(Collection entries)
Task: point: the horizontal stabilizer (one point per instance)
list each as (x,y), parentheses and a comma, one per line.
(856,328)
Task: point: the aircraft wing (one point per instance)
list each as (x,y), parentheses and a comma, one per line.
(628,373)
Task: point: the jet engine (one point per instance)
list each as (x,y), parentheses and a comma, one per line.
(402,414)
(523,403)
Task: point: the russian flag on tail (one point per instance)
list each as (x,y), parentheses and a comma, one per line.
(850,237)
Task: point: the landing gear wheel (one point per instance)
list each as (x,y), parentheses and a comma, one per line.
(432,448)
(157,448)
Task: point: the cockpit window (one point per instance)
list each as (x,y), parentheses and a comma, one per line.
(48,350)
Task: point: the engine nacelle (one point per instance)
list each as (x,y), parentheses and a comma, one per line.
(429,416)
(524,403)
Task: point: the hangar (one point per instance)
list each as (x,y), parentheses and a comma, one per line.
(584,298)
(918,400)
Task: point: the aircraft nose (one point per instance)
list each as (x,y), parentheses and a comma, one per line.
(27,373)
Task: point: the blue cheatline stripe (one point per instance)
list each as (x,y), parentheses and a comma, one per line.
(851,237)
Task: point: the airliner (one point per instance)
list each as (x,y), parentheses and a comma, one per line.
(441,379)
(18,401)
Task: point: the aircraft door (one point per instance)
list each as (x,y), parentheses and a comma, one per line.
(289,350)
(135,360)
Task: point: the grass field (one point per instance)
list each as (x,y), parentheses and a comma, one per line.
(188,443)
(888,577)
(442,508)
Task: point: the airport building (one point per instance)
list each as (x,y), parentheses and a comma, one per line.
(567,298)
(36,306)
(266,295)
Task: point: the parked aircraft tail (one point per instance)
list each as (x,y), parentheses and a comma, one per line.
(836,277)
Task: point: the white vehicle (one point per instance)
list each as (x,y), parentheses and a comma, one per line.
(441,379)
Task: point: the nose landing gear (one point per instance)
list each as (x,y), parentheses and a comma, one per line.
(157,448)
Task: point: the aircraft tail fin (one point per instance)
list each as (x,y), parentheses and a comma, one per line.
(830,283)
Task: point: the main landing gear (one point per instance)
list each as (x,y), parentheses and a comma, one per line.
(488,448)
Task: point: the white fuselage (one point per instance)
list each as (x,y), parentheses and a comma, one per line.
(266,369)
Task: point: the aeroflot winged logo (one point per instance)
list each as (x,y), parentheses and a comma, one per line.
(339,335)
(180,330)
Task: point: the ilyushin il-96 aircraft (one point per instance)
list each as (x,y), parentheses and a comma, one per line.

• HOW TO COMPLETE THIS TASK
Please copy each line of the records above that holds the word "gear".

• OUTPUT FOR THIS TASK
Task: point: the landing gear wheel (one point per instance)
Task: point: the nose landing gear (one point per instance)
Task: point: the main landing gear (one point per instance)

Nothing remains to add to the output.